Records of labeled boxes:

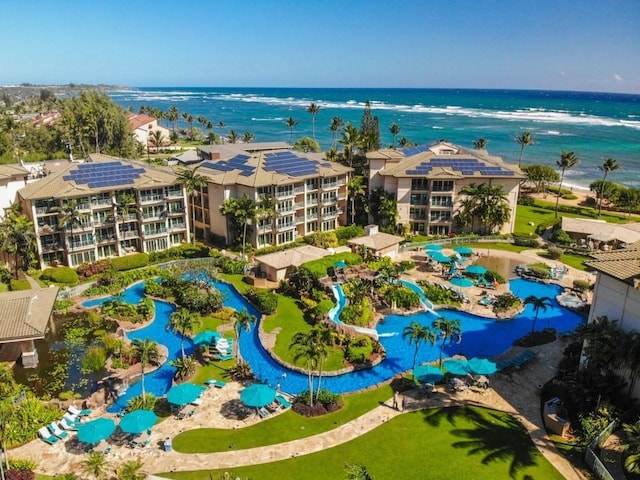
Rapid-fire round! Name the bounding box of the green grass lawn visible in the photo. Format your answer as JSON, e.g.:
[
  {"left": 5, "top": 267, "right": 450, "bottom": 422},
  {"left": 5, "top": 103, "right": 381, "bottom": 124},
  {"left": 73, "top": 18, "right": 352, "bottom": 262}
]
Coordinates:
[
  {"left": 173, "top": 385, "right": 393, "bottom": 453},
  {"left": 162, "top": 407, "right": 562, "bottom": 480}
]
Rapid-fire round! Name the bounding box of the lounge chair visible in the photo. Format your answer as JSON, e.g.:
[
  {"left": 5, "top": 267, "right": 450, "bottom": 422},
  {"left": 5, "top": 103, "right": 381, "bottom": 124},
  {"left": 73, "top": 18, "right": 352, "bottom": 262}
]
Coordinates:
[
  {"left": 47, "top": 422, "right": 69, "bottom": 440},
  {"left": 38, "top": 427, "right": 60, "bottom": 445},
  {"left": 67, "top": 405, "right": 91, "bottom": 417},
  {"left": 276, "top": 395, "right": 291, "bottom": 408},
  {"left": 204, "top": 379, "right": 226, "bottom": 388}
]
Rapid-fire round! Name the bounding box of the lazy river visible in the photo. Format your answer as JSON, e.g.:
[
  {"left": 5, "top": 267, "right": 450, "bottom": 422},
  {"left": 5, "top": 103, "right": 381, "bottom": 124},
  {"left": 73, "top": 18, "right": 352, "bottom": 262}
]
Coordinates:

__DIRECTION__
Arrange all the lines of the records above as a numbered list, leaving out blank lines and the pictures.

__RESPONSE TO THE TASK__
1. Rapid-fire round! Name the bounding box of the green grass lawn visible in the photo. Format your answer as JSON, e.g.:
2. [
3.   {"left": 5, "top": 267, "right": 450, "bottom": 422},
4.   {"left": 5, "top": 103, "right": 381, "bottom": 124},
5.   {"left": 73, "top": 18, "right": 352, "bottom": 262}
6. ]
7. Coordinates:
8. [
9.   {"left": 173, "top": 385, "right": 393, "bottom": 453},
10.   {"left": 162, "top": 407, "right": 562, "bottom": 480}
11. ]
12. Rapid-fire round! Name the bounding box of the lounge chair visible in the photo. Format your answer as JSON, e.g.:
13. [
14.   {"left": 5, "top": 267, "right": 450, "bottom": 422},
15.   {"left": 5, "top": 103, "right": 381, "bottom": 124},
16.   {"left": 73, "top": 18, "right": 352, "bottom": 262}
17. ]
18. Coordinates:
19. [
20.   {"left": 47, "top": 422, "right": 69, "bottom": 440},
21.   {"left": 38, "top": 427, "right": 60, "bottom": 445},
22.   {"left": 67, "top": 405, "right": 91, "bottom": 417},
23.   {"left": 276, "top": 395, "right": 291, "bottom": 408},
24.   {"left": 204, "top": 379, "right": 226, "bottom": 388}
25. ]
26. Rapid-fire round! Name the bounding box of the lazy river visible in the photo. Format your answer as JSON, e.g.:
27. [
28.   {"left": 5, "top": 267, "right": 450, "bottom": 422},
29.   {"left": 5, "top": 103, "right": 381, "bottom": 124},
30.   {"left": 73, "top": 18, "right": 352, "bottom": 262}
31. ]
32. Coordinates:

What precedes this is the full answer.